START Source text

It is helpful to understand the relationship between the admittive and transmittive fluxes by considering the responses to a step change in boundary temperature at one of the surfaces. The response for a three-surface body excited in this way is illustrated in Figure 3. At the beginning of the step change, the flux at the surface being excited is entirely admittive in nature and is limited by the surface conductance ($h_i{S}_i$). At any time, the admittive component is given by the difference between the total surface flux and the sum of the transmittive fluxes at the other surfaces. As steady-state is approached, the admittive flux approaches zero and the transmittive flux to the other two surfaces approaches the steady-state value. The specific case of fluxes in a diaphragm wall with the step change applied at the pipe surface is shown in Figure 4. The steady-state pipe flux can be seen to be balanced by the combination of basement and ground fluxes.

Claesson [33] showed that the temperature differences driving the absorptive and transmittive fluxes can be defined in an exact manner by the current and weighted averages of the boundary temperatures. The absorptive and transmittive fluxes at a given boundary can be written in terms of the conductances and these temperatures, as follows:

$$\begin{array}{cc}\hfill Q_{ia}\left(t\right)& =K_i\left(T_i\left(t\right)-\underset{0}{\overset{\infty }{\int }}{\kappa }_{ia}\left(\tau \right)T_i(t-\tau )d\tau \right)\hfill \end{array}$$

(4)

$$\begin{array}{cc}\hfill Q_{ij}\left(t\right)& =K_{ij}\underset{0}{\overset{\infty }{\int }}{\kappa }_{ij}\left(\tau \right)\left[T_i(t-\tau )-T_j(t-\tau )\right]d\tau .\hfill \end{array}$$

(5)

These weighted average temperatures are those associated with the points in the network indicated by a reversed summation symbol (Figure 1). The temperatures are averaged according to weighting functions, ${\kappa }_{ia}$ and ${\kappa }_{ij}$ for the admittive flux at the surface and the transmittive flux between surfaces, respectively. A shorthand notation is used to denote these weighted average temperaturesS as follows:

$$\begin{array}{cc}\hfill {\overline{T}}_{ia}\left(t\right)& =\underset{0}{\overset{\infty }{\int }}{\kappa }_{ia}\left(\tau \right)T_i(t-\tau )d\tau \hfill \end{array}$$

(6)

$$\begin{array}{cc}\hfill {\overline{T}}_{ij}\left(t\right)& =\underset{0}{\overset{\infty }{\int }}{\kappa }_{ij}\left(\tau \right)T_i(t-\tau )d\tau .\hfill \end{array}$$

(7)

END Source text
START Provided information

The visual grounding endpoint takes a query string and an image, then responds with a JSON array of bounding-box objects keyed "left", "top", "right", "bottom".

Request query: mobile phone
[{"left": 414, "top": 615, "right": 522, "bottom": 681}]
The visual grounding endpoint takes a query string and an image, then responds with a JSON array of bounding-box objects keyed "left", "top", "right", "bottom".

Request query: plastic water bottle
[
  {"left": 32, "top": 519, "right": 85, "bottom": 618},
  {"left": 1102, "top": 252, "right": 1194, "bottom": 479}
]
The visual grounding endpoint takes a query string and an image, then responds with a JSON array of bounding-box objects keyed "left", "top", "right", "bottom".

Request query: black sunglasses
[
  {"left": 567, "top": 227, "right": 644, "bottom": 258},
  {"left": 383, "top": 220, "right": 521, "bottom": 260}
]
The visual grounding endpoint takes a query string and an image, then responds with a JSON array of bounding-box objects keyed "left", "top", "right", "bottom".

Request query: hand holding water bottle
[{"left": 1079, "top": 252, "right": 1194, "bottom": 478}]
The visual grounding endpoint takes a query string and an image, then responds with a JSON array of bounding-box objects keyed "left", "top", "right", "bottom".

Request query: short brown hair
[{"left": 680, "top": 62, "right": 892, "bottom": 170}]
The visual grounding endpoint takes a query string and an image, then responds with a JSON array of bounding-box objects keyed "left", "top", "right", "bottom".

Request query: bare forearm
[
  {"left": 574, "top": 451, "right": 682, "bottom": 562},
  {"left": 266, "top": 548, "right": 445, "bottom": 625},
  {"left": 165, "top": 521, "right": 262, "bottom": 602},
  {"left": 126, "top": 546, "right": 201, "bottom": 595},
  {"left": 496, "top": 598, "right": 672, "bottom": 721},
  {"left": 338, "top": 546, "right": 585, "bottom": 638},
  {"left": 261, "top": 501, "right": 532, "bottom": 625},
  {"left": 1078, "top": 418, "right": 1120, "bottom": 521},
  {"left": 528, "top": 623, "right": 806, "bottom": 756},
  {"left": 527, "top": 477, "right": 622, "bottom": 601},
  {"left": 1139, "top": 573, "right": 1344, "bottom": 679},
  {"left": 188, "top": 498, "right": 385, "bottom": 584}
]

END Provided information

Instructions:
**1.** List every figure that the passage on admittive and transmittive heat fluxes refers to, in the order they first appear.
**2.** Carry on the passage on admittive and transmittive heat fluxes from the point where it stops.

Outputs by task:
**1.** Figure 3, Figure 4, Figure 1

**2.**
Using this notation and substituting Equations (4) and (5) into Equation (3) allows the heat balance equations for each surface to be expressed as:

$$\begin{array}{cc}\hfill Q_1\left(t\right)& =K_1\left[T_1\left(t\right)-{\overline{T}}_{1a}\left(t\right)\right]+K_{12}\left[{\overline{T}}_{12}\left(t\right)-{\overline{T}}_{21}\left(t\right)\right]\hfill \\ \hfill & +K_{13}\left[{\overline{T}}_{13}\left(t\right)-{\overline{T}}_{31}\left(t\right)\right]\hfill \\ \hfill Q_2\left(t\right)& =K_2\left[T_2\left(t\right)-{\overline{T}}_{2a}\left(t\right)\right]+K_{12}\left[{\overline{T}}_{21}\left(t\right)-{\overline{T}}_{12}\left(t\right)\right]\hfill \\ \hfill & +K_{23}\left[{\overline{T}}_{23}\left(t\right)-{\overline{T}}_{32}\left(t\right)\right]\hfill \\ \hfill Q_3\left(t\right)& =K_3\left[T_3\left(t\right)-{\overline{T}}_{3a}\left(t\right)\right]+K_{13}\left[{\overline{T}}_{31}\left(t\right)-{\overline{T}}_{13}\left(t\right)\right]\hfill \\ \hfill & +K_{23}\left[{\overline{T}}_{32}\left(t\right)-{\overline{T}}_{31}\left(t\right)\right].\hfill \end{array}$$

(8)

It can be seen that in the steady-state, Equation (8) reduces to the usual expression for flux in terms of overall conductance and boundary temperatures ($Q_1=K_{12}(T_1-T_2)+K_{13}(T_1-T_3)$, etc.).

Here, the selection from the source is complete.